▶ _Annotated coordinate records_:
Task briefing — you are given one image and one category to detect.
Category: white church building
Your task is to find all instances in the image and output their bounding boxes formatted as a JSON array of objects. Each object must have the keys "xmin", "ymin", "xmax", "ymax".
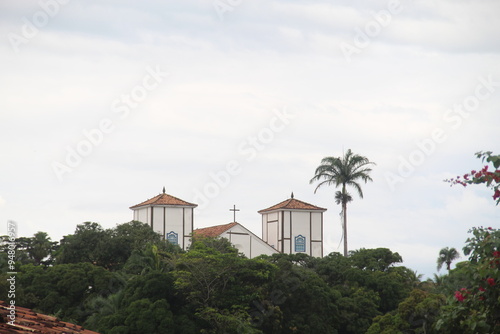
[{"xmin": 130, "ymin": 188, "xmax": 326, "ymax": 258}]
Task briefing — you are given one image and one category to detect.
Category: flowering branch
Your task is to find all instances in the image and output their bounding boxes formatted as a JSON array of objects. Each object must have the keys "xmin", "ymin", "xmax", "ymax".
[{"xmin": 445, "ymin": 151, "xmax": 500, "ymax": 205}]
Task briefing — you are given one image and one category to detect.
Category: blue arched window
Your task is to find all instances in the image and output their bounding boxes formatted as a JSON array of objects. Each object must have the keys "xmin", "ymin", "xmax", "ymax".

▶ _TASK BRIEF_:
Render the lines from the start of the material through the line containing "Category: white church building" as a JSON list of strings, one string per line, with blank lines left out.

▶ _RESPONSE TO THE TASK_:
[
  "Task briefing — you are given one image and one category to detect.",
  "Category: white church building"
]